Exclude the pictures and return every line exactly as written.

********

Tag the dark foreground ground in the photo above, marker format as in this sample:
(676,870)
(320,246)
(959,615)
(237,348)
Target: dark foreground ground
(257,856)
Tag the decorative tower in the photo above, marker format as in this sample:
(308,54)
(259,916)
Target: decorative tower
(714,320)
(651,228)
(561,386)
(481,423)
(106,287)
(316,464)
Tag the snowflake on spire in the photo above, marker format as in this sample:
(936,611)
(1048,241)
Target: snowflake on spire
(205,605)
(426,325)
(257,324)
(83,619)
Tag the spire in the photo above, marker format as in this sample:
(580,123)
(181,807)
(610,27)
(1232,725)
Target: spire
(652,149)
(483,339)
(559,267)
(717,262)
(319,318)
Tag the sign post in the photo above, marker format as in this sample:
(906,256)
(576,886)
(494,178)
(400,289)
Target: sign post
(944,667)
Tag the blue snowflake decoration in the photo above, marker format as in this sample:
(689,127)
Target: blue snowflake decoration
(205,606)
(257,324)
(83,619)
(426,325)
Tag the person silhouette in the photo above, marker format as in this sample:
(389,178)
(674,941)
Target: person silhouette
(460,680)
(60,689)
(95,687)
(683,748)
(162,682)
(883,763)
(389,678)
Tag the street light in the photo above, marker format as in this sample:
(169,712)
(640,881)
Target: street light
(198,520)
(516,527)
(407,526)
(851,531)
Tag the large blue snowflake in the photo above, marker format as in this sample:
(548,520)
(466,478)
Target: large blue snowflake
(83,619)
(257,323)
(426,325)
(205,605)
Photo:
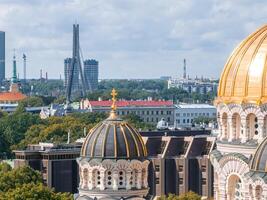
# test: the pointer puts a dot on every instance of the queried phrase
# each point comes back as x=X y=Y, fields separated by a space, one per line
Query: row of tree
x=25 y=183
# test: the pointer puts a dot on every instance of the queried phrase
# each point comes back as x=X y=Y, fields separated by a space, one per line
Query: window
x=203 y=181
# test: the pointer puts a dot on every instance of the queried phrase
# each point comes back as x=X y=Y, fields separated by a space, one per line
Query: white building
x=193 y=85
x=185 y=114
x=240 y=167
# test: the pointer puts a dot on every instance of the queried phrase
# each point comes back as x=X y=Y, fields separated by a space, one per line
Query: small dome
x=244 y=78
x=113 y=138
x=258 y=163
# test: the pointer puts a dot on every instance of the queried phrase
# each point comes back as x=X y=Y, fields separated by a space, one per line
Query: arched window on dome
x=224 y=126
x=96 y=178
x=236 y=123
x=258 y=193
x=234 y=188
x=134 y=178
x=122 y=179
x=85 y=178
x=108 y=179
x=250 y=192
x=264 y=127
x=251 y=125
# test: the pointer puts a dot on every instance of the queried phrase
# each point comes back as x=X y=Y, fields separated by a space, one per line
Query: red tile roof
x=131 y=103
x=11 y=96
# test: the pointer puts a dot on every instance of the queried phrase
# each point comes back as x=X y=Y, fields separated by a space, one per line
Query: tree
x=34 y=192
x=16 y=178
x=186 y=196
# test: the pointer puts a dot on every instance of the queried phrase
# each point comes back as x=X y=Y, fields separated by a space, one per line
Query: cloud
x=131 y=39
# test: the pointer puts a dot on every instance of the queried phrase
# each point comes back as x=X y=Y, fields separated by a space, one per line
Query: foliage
x=143 y=89
x=55 y=129
x=18 y=177
x=34 y=192
x=25 y=183
x=186 y=196
x=13 y=128
x=30 y=102
x=204 y=120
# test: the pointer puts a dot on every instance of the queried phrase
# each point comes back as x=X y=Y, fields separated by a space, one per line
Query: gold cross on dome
x=114 y=94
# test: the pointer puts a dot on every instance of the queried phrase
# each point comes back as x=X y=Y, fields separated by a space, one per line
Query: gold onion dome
x=113 y=138
x=244 y=78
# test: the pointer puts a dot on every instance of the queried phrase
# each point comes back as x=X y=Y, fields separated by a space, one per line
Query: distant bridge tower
x=184 y=74
x=24 y=67
x=75 y=63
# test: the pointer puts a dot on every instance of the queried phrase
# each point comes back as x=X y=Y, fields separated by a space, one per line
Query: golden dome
x=244 y=78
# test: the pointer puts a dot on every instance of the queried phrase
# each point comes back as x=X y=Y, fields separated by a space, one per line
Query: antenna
x=68 y=137
x=24 y=67
x=184 y=75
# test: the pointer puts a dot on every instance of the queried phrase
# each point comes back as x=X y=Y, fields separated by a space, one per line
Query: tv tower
x=24 y=67
x=75 y=63
x=184 y=74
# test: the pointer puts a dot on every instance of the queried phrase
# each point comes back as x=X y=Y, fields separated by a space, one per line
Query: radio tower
x=75 y=63
x=184 y=75
x=24 y=67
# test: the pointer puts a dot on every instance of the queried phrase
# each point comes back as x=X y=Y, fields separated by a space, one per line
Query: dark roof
x=113 y=138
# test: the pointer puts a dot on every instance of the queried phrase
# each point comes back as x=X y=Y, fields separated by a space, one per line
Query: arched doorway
x=224 y=126
x=234 y=188
x=236 y=123
x=251 y=125
x=258 y=193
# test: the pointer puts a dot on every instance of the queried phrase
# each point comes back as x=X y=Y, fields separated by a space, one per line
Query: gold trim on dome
x=243 y=79
x=125 y=140
x=135 y=141
x=95 y=139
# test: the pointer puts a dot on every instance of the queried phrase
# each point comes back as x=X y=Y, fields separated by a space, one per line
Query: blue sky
x=130 y=38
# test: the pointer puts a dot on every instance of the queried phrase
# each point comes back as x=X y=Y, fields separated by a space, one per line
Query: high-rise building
x=75 y=80
x=2 y=56
x=91 y=73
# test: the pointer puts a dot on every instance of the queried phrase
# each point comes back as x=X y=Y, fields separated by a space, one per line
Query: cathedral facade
x=239 y=161
x=113 y=162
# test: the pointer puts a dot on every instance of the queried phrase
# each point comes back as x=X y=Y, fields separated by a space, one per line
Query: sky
x=129 y=38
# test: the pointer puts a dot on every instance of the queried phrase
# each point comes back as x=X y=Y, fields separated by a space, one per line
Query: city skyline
x=136 y=39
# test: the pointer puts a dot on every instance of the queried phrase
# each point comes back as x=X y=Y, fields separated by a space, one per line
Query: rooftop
x=11 y=96
x=131 y=103
x=194 y=106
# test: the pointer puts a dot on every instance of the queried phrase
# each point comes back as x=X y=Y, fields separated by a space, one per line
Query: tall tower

********

*Finished task*:
Tag the dark foreground ground in the photo above, marker format as in this sample:
(676,870)
(320,246)
(959,615)
(237,348)
Target: dark foreground ground
(257,856)
Tag the decorative tower in the photo above, marker format as in this sample:
(308,54)
(259,916)
Target: decorative tower
(714,320)
(651,228)
(561,386)
(481,423)
(106,287)
(316,464)
Tag the snowflake on spire in the photo above, marker format as in this sample:
(936,611)
(1048,241)
Target: snowflake on spire
(205,605)
(426,325)
(257,324)
(83,619)
Tag the spire in the photo above, marker format as in this sample:
(580,123)
(181,807)
(610,27)
(1232,725)
Target: spire
(652,149)
(483,339)
(559,267)
(717,262)
(319,318)
Tag the sign post in the photo above, marker format as in this sample:
(906,256)
(576,886)
(494,178)
(400,289)
Target: sign post
(944,667)
Tag the blue snowflake decoration in the photo above, marker format as in this sample:
(689,127)
Target: blue snowflake decoration
(205,606)
(257,324)
(83,619)
(426,325)
Tag the person silhouette in the photo above, marker format as in this sample:
(389,178)
(674,941)
Target: person silhouette
(460,680)
(60,689)
(95,687)
(683,748)
(162,682)
(883,763)
(389,678)
Tag the street light in the photo above, marker format as in this sample:
(169,712)
(640,881)
Target: street light
(198,520)
(516,527)
(407,526)
(851,531)
Tag the large blue snowflake in the photo above, marker format as in this sample:
(548,520)
(466,478)
Target: large blue snowflake
(83,619)
(257,323)
(426,325)
(205,605)
Photo:
# test: the pointer puts a dot on every instance of the queried phrase
# each point comes back as x=X y=Y, fields separated by a space, one per line
Query: row of tree
x=25 y=183
# test: the pointer puts a dot on every instance of the queried phrase
# each point comes back as x=X y=Y, fields separated by a space, one per line
Query: window
x=203 y=181
# test: the pointer puts a dot on every instance of the queried phrase
# each point comes back as x=X y=Y, fields separated by a space, one per line
Query: white building
x=193 y=85
x=185 y=114
x=240 y=167
# test: the pointer puts a dot on every instance of the queried phrase
# each point comes back as x=X y=Y, fields separated by a space, one per line
Query: small dome
x=244 y=78
x=113 y=138
x=258 y=163
# test: the pointer puts a dot on every instance of the queried phrase
# each point comes back as x=X y=Y, fields separated by a space, one per line
Query: arched window on dome
x=224 y=126
x=96 y=178
x=236 y=123
x=258 y=193
x=234 y=188
x=134 y=178
x=122 y=179
x=85 y=178
x=108 y=179
x=250 y=192
x=264 y=127
x=251 y=125
# test: the pointer puts a dot on every instance of the queried phrase
# each point comes back as x=X y=Y, fields separated by a space, one per line
Query: red tile roof
x=131 y=103
x=11 y=96
# test: the pointer puts a dot on every instance of the queried phrase
# each point comes back as x=X y=Y, fields separated by a space, one per line
Query: tree
x=34 y=192
x=16 y=178
x=186 y=196
# test: the pointer puts a dot on every instance of the queried phrase
# each point comes back as x=X y=Y, fields separated by a space, one per line
Query: cloud
x=131 y=39
# test: the pointer puts a dot on every instance of the queried phrase
# each point comes back as x=X y=Y, fields separated by a space, one per line
Query: foliage
x=143 y=89
x=55 y=129
x=18 y=177
x=34 y=192
x=25 y=183
x=186 y=196
x=13 y=128
x=30 y=102
x=204 y=120
# test: the pointer puts a dot on every instance of the queried phrase
# each point comes back as x=X y=Y, fields separated by a space, one per line
Query: gold cross on dome
x=114 y=94
# test: the pointer puts a dot on every instance of the queried phrase
# each point comes back as x=X y=Y, fields separated by a space, one per line
Query: gold onion dome
x=113 y=138
x=244 y=78
# test: the pointer puts a dot on every instance of the queried phrase
# each point comes back as x=X y=Y, fields separated by a space, one per line
Query: distant bridge tower
x=184 y=74
x=24 y=67
x=75 y=63
# test: the pointer puts a dot on every instance of the queried phrase
# each point comes back as x=X y=Y, fields separated by a space, one per line
Query: golden dome
x=244 y=78
# test: the pointer puts a dot on every instance of the queried phrase
# each point comes back as x=X y=Y, fields separated by a space, one per line
Query: antenna
x=68 y=137
x=24 y=67
x=184 y=75
# test: the pointer puts a dot on every instance of the queried phrase
# each point comes back as x=X y=Y, fields separated by a space, one per line
Query: tv tower
x=24 y=67
x=75 y=63
x=184 y=74
# test: the pointer puts a dot on every instance of the queried phrase
# each point comes back as x=X y=Y, fields separated by a space, one per line
Query: radio tower
x=75 y=63
x=184 y=75
x=24 y=67
# test: the pointer puts a dot on every instance of the queried phrase
# each point comes back as x=X y=Y, fields separated by a space, one per line
Query: dark roof
x=113 y=138
# test: the pointer puts a dot on every instance of the queried phrase
# each point comes back as x=X y=Y, fields separated by a space, one per line
Query: arched doorway
x=224 y=126
x=234 y=188
x=236 y=123
x=251 y=125
x=258 y=193
# test: the pointer puts a dot on every instance of the queried phrase
# each point comes back as x=X y=Y, fields separated by a space, one per line
Query: gold trim on dome
x=243 y=79
x=125 y=140
x=135 y=141
x=95 y=139
# test: the pointer puts a dot on every instance of the queried phrase
# each point comes back as x=X y=Y, fields separated by a space, one per line
Query: blue sky
x=130 y=38
# test: the pointer puts a dot on every instance of the queried phrase
# each point comes back as x=X y=Y, fields separated by a space, one per line
Query: high-rise building
x=75 y=80
x=2 y=56
x=91 y=73
# test: the pointer puts a dot on every instance of the queried phrase
# each point comes back as x=X y=Y, fields separated by a space, one per line
Query: cathedral facade
x=239 y=161
x=113 y=162
# test: the pointer puts a dot on every instance of the queried phrase
# each point comes back as x=X y=Y, fields separated by a space, one per line
Query: sky
x=129 y=38
# test: the pointer puts a dot on every instance of the queried phrase
# each point comes back as x=X y=Y, fields separated by a space, one per line
Query: city skyline
x=136 y=39
# test: the pointer puts a dot on every instance of the queried phrase
# each point comes back as x=X y=Y, fields separated by a space, one per line
Query: rooftop
x=11 y=96
x=131 y=103
x=194 y=106
# test: the pointer puts a dot on every instance of the queried phrase
# each point comes back as x=X y=Y, fields separated by a space, one per line
Query: tall tower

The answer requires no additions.